__BRIEF__
Please convert the rows below into a JSON list of strings, one string per line, omitting blank lines and leaving the pictures out.

BEGIN EXERCISE MATERIAL

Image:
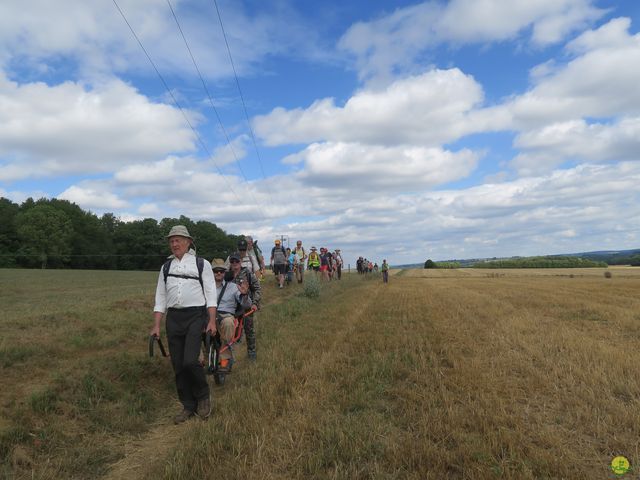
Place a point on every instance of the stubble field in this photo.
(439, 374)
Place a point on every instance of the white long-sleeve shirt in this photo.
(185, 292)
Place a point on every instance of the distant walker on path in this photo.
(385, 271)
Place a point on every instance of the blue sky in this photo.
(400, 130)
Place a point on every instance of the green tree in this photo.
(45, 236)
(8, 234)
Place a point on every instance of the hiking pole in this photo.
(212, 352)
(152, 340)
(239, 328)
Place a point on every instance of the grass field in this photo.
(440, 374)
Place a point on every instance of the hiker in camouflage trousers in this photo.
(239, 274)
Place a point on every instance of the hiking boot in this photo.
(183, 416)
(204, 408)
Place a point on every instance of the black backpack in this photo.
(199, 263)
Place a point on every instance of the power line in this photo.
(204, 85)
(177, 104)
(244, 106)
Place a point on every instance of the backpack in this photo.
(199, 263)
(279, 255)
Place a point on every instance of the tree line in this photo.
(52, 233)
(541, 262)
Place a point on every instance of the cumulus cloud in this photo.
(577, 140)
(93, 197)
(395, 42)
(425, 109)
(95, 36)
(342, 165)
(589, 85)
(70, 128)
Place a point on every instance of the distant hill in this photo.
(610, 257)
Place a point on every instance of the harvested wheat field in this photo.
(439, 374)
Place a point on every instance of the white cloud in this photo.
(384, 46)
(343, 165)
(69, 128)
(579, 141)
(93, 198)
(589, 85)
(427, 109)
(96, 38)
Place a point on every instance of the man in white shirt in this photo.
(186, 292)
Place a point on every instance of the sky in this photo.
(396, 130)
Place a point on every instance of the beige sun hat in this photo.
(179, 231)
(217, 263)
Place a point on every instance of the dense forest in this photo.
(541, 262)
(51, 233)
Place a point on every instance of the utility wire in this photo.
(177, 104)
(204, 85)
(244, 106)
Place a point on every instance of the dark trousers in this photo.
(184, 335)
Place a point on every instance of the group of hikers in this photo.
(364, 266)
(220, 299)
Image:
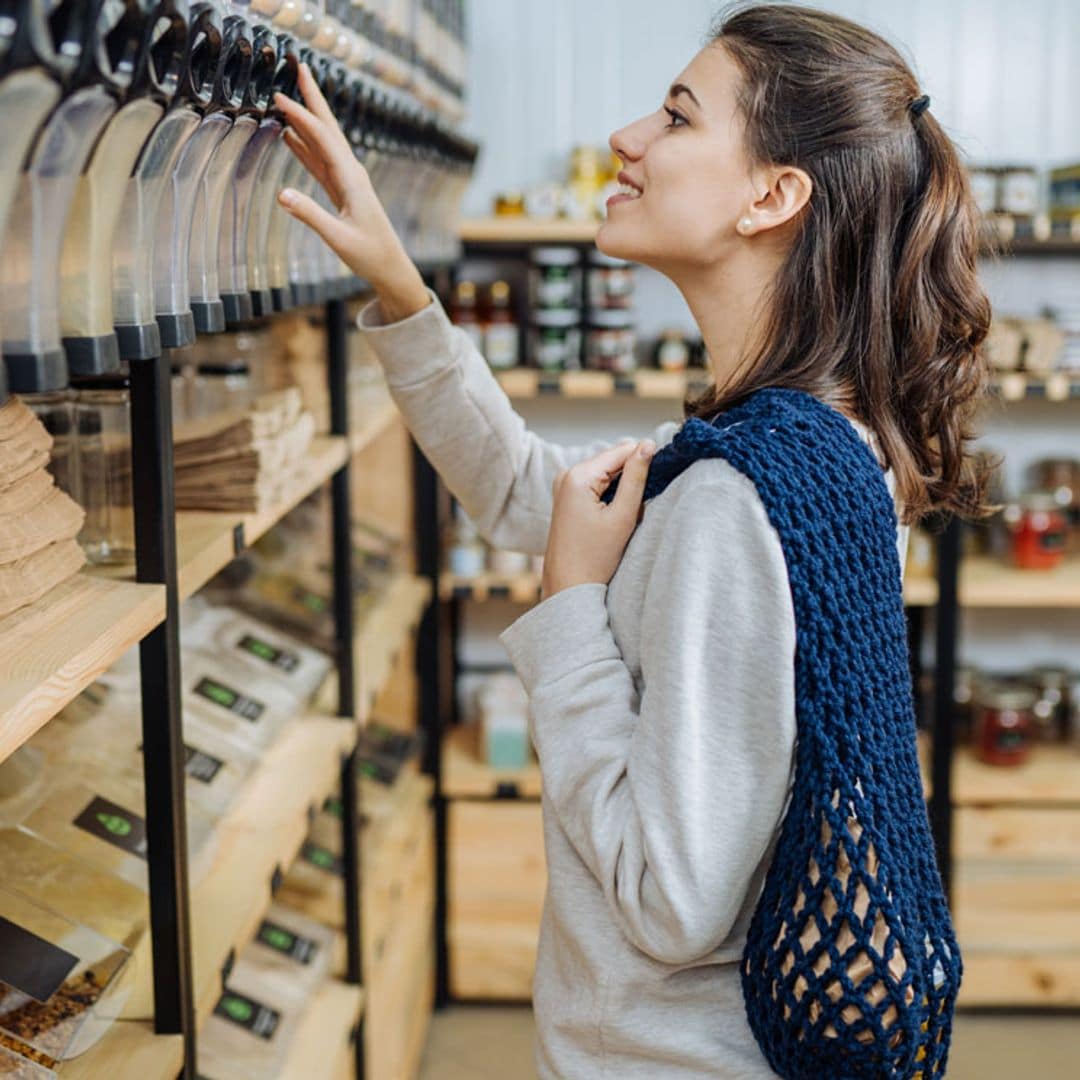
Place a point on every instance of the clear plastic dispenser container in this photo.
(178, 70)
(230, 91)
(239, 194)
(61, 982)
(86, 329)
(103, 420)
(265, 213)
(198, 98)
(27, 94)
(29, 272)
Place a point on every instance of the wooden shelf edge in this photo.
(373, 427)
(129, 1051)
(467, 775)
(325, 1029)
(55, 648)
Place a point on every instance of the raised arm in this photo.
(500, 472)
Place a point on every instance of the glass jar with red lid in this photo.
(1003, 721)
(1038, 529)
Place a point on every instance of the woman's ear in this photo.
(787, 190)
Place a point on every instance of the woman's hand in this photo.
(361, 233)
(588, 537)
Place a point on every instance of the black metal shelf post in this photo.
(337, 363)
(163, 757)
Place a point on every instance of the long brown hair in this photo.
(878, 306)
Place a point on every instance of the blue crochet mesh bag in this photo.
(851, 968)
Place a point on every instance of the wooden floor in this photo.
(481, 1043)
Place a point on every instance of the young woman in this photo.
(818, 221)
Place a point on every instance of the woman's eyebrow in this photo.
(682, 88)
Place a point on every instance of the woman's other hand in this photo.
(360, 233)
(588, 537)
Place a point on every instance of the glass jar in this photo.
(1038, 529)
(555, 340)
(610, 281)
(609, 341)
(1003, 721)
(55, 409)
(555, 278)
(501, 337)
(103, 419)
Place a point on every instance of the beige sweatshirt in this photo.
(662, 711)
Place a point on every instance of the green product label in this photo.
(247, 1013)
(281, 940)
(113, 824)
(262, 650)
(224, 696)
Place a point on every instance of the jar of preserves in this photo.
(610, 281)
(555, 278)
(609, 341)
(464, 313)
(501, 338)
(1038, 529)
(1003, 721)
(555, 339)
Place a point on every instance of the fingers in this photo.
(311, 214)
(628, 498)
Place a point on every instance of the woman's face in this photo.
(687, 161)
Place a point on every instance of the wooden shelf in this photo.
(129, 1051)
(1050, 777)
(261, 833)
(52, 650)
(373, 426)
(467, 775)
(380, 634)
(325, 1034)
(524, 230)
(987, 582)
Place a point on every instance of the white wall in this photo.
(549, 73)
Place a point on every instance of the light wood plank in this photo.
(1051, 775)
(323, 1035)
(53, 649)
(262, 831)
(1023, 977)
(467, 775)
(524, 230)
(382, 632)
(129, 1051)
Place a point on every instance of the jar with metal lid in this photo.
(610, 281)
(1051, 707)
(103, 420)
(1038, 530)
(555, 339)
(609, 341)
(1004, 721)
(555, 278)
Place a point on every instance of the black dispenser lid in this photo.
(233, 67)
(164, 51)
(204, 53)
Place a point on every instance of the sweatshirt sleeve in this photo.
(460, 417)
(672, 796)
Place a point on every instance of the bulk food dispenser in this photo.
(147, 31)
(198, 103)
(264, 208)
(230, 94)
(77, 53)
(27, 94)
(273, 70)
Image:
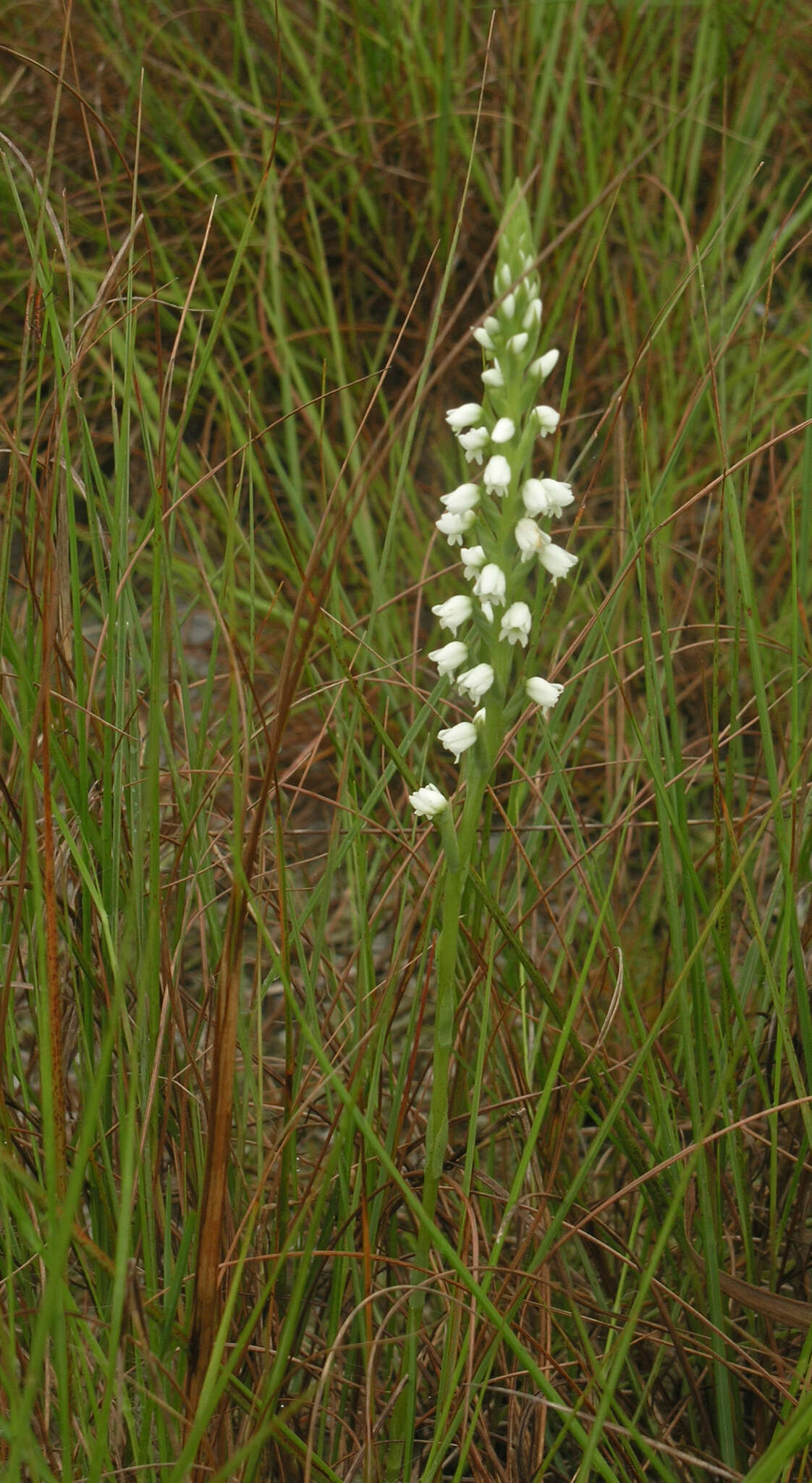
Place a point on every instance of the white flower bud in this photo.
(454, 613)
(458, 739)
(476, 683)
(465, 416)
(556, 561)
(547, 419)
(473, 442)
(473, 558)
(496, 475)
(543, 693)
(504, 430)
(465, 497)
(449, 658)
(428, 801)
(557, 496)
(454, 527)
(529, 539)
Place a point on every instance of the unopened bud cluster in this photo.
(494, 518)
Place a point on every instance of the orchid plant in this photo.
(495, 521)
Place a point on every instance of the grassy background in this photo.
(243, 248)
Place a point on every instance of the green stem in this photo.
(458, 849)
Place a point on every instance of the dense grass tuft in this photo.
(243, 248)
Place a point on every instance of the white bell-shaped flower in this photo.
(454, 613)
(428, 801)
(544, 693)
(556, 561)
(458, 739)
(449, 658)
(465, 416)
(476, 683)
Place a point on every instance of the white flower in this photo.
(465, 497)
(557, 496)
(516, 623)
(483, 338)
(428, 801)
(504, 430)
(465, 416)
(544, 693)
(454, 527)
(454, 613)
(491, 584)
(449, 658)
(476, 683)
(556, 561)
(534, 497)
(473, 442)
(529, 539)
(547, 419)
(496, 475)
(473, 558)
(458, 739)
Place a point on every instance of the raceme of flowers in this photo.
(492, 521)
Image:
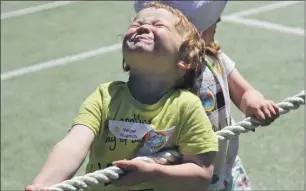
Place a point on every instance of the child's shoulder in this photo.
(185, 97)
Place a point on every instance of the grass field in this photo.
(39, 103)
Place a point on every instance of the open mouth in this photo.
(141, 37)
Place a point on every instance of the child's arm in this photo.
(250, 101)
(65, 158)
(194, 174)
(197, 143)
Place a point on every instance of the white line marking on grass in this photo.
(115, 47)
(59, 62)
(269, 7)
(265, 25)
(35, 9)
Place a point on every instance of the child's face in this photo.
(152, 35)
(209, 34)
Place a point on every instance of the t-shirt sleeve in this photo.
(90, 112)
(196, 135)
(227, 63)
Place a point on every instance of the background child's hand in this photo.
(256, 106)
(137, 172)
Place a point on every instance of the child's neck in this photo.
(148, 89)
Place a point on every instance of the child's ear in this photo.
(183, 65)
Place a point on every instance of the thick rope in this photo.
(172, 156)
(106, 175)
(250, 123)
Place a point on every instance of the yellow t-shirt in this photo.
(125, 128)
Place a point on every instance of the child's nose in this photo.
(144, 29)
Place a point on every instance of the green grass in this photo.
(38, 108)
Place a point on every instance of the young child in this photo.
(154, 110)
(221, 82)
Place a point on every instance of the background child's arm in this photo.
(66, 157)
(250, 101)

END EXERCISE MATERIAL

__IN RESPONSE__
[
  "Image:",
  "Place a point on every instance of the stubble field in this photo.",
  "(439, 374)",
  "Place a point on every instance of the white long-sleeve shirt in this photo.",
  "(185, 292)",
  "Place a point on every instance of the distant walker on path in this photo.",
  "(385, 271)",
  "Place a point on every instance of the blue sky in this photo.",
  "(400, 130)",
  "Place a point on every instance of the green tree in this photo.",
  "(45, 236)",
  "(8, 234)",
  "Place a point on every instance of the hiking pole in this photo.",
  "(212, 352)",
  "(152, 340)",
  "(239, 328)",
  "Place a point on every instance of the grass field in this photo.",
  "(440, 374)",
  "Place a point on every instance of the hiker in camouflage trousers in this photo.",
  "(239, 274)",
  "Place a point on every instance of the hiking boot in this photo.",
  "(183, 416)",
  "(204, 408)",
  "Place a point on every instance of the black backpack in this photo.",
  "(199, 263)",
  "Place a point on every instance of the power line in this photo.",
  "(204, 85)",
  "(177, 104)",
  "(244, 106)",
  "Place a point on every instance of the backpack in this photo.",
  "(199, 263)",
  "(279, 255)",
  "Place a point on every instance of the tree line in this photo.",
  "(52, 233)",
  "(541, 262)",
  "Place a point on every instance of the cumulus cloud in this photo.",
  "(577, 140)",
  "(93, 197)",
  "(395, 42)",
  "(425, 109)",
  "(95, 36)",
  "(342, 165)",
  "(589, 85)",
  "(70, 128)",
  "Place a point on every instance of the distant hill in this photo.",
  "(610, 257)",
  "Place a point on every instance of the harvested wheat field in this photo.",
  "(439, 374)",
  "Place a point on every instance of the white cloud in this photo.",
  "(384, 46)",
  "(343, 165)",
  "(69, 128)",
  "(579, 141)",
  "(93, 198)",
  "(589, 85)",
  "(427, 109)",
  "(96, 38)",
  "Place a point on every instance of the man in white shirt in this photo.",
  "(186, 292)",
  "Place a point on every instance of the sky in this photo.",
  "(396, 130)",
  "Place a point on every instance of the beige sun hat in this photo.",
  "(179, 231)",
  "(217, 263)",
  "Place a point on every instance of the dense forest in this photo.",
  "(541, 262)",
  "(51, 233)",
  "Place a point on every instance of the utility wire in this photo.",
  "(177, 104)",
  "(204, 85)",
  "(244, 106)",
  "Place a point on every instance of the dark trousers in this photo.",
  "(184, 335)",
  "Place a point on every instance of the group of hikers in this photo.",
  "(364, 266)",
  "(220, 299)",
  "Image:",
  "Place a point on every instance of the clear plastic dispenser container in this photo.",
  "(178, 70)",
  "(230, 91)",
  "(239, 194)",
  "(61, 982)",
  "(86, 329)",
  "(103, 420)",
  "(265, 213)",
  "(198, 98)",
  "(27, 94)",
  "(29, 272)",
  "Place a point on every instance of the wooden shelf edge in this photo.",
  "(373, 427)",
  "(129, 1051)",
  "(467, 775)",
  "(325, 1029)",
  "(55, 648)",
  "Place a point on every instance of the raised arm in this photo.",
  "(500, 472)",
  "Place a point on every instance of the glass jar with red lid in this photo.",
  "(1003, 721)",
  "(1038, 529)",
  "Place a point on every instance of the woman's ear in this photo.",
  "(787, 190)",
  "Place a point on every instance of the woman's hand in this photo.",
  "(361, 233)",
  "(588, 537)",
  "Place a point on every instance of the black metal shelf post in this photo.",
  "(337, 363)",
  "(163, 757)",
  "Place a point on every instance of the long brown hair in this photo.",
  "(878, 306)",
  "Place a point on every instance of the blue crochet mesh bag in this photo.",
  "(851, 968)",
  "Place a point on every instance of the wooden floor in this photo.",
  "(481, 1043)",
  "Place a point on every instance of the young woman in this photo.",
  "(818, 221)",
  "Place a point on every instance of the woman's eyebrow in this photo.",
  "(682, 88)",
  "Place a point on every instance of the woman's other hand in this photo.",
  "(360, 233)",
  "(588, 537)",
  "Place a point on every instance of the glass jar in this photo.",
  "(1038, 529)",
  "(555, 340)",
  "(610, 281)",
  "(609, 341)",
  "(1003, 721)",
  "(55, 409)",
  "(555, 278)",
  "(501, 337)",
  "(103, 419)",
  "Place a point on every instance of the beige sweatshirt in this photo.",
  "(662, 711)",
  "Place a point on every instance of the green product label in this photo.",
  "(247, 1013)",
  "(281, 940)",
  "(113, 824)",
  "(262, 650)",
  "(224, 696)",
  "Place a point on every instance of the jar of preserves in this photo.",
  "(610, 281)",
  "(555, 278)",
  "(609, 341)",
  "(464, 313)",
  "(501, 338)",
  "(1038, 529)",
  "(1003, 721)",
  "(555, 339)",
  "Place a point on every instance of the fingers in this photo.",
  "(311, 214)",
  "(628, 498)",
  "Place a point on every instance of the woman's face in this photo.",
  "(687, 161)",
  "Place a point on every instance of the wooden shelf in this photo.",
  "(129, 1051)",
  "(1050, 777)",
  "(261, 833)",
  "(52, 650)",
  "(373, 426)",
  "(467, 775)",
  "(380, 634)",
  "(325, 1034)",
  "(524, 230)",
  "(987, 582)",
  "Place a point on every instance of the white wall in this photo.",
  "(549, 73)",
  "Place a point on every instance of the light wood plank in this photo.",
  "(1051, 775)",
  "(323, 1035)",
  "(53, 649)",
  "(262, 831)",
  "(1023, 977)",
  "(467, 775)",
  "(524, 230)",
  "(382, 632)",
  "(129, 1051)",
  "Place a point on every instance of the jar with metal lid in this photo.",
  "(610, 281)",
  "(1051, 707)",
  "(103, 420)",
  "(1038, 530)",
  "(555, 339)",
  "(609, 341)",
  "(1004, 721)",
  "(555, 278)",
  "Place a point on every instance of the black dispenser lid in this photo.",
  "(233, 67)",
  "(164, 51)",
  "(204, 53)",
  "Place a point on every instance of the sweatshirt sleeve in this photo.",
  "(460, 417)",
  "(672, 796)",
  "Place a point on every instance of the bulk food dispenser in this photo.",
  "(147, 31)",
  "(198, 103)",
  "(264, 208)",
  "(230, 94)",
  "(77, 53)",
  "(27, 94)",
  "(273, 70)",
  "Image:",
  "Place a point on every instance of the white flower bud in this photo.",
  "(454, 613)",
  "(458, 739)",
  "(476, 683)",
  "(465, 416)",
  "(556, 561)",
  "(547, 419)",
  "(473, 442)",
  "(473, 558)",
  "(496, 475)",
  "(543, 693)",
  "(504, 430)",
  "(465, 497)",
  "(449, 658)",
  "(428, 801)",
  "(557, 496)",
  "(454, 527)",
  "(529, 539)",
  "Place a point on every instance of the unopened bud cluster in this photo.",
  "(494, 518)",
  "Place a point on every instance of the orchid plant in this photo.",
  "(495, 521)",
  "Place a point on every instance of the grassy background in this photo.",
  "(243, 248)",
  "Place a point on every instance of the green stem in this photo.",
  "(458, 849)",
  "Place a point on every instance of the dense grass tuft in this photo.",
  "(243, 248)",
  "Place a point on every instance of the white bell-shaped flower in this photo.",
  "(454, 613)",
  "(428, 801)",
  "(544, 693)",
  "(556, 561)",
  "(458, 739)",
  "(449, 658)",
  "(465, 416)",
  "(476, 683)",
  "Place a point on every instance of the white flower in this photo.",
  "(465, 497)",
  "(557, 496)",
  "(516, 623)",
  "(483, 338)",
  "(428, 801)",
  "(504, 430)",
  "(465, 416)",
  "(544, 693)",
  "(454, 527)",
  "(454, 613)",
  "(491, 584)",
  "(449, 658)",
  "(476, 683)",
  "(556, 561)",
  "(534, 497)",
  "(473, 442)",
  "(529, 539)",
  "(547, 419)",
  "(496, 475)",
  "(473, 558)",
  "(458, 739)",
  "Place a point on every instance of the raceme of flowers in this photo.",
  "(492, 521)",
  "Image:",
  "Place a point on every instance of the child's shoulder in this photo.",
  "(185, 97)",
  "Place a point on every instance of the grass field in this photo.",
  "(39, 103)",
  "Place a point on every instance of the open mouth in this photo.",
  "(141, 37)",
  "Place a point on every instance of the child's arm in this photo.",
  "(250, 101)",
  "(65, 158)",
  "(194, 174)",
  "(197, 143)",
  "Place a point on every instance of the white line marking on grass in this photo.",
  "(115, 47)",
  "(59, 62)",
  "(269, 7)",
  "(265, 25)",
  "(35, 9)",
  "Place a point on every instance of the child's face in this photo.",
  "(152, 35)",
  "(209, 34)",
  "Place a point on every instance of the t-shirt sleeve in this photo.",
  "(90, 112)",
  "(196, 135)",
  "(227, 63)",
  "Place a point on every instance of the background child's hand in this photo.",
  "(256, 106)",
  "(137, 172)",
  "Place a point on every instance of the child's neck in this photo.",
  "(148, 89)",
  "Place a point on every instance of the child's ear in this photo.",
  "(183, 65)",
  "Place a point on every instance of the thick rope in this photo.",
  "(172, 156)",
  "(106, 175)",
  "(250, 123)",
  "Place a point on every instance of the yellow t-shirt in this photo.",
  "(125, 128)",
  "Place a point on every instance of the child's nose in this photo.",
  "(144, 29)",
  "Place a point on every instance of the green grass in this photo.",
  "(38, 108)",
  "Place a point on every instance of the young child in this photo.",
  "(154, 110)",
  "(221, 82)",
  "Place a point on every instance of the background child's arm in this photo.",
  "(66, 157)",
  "(250, 101)"
]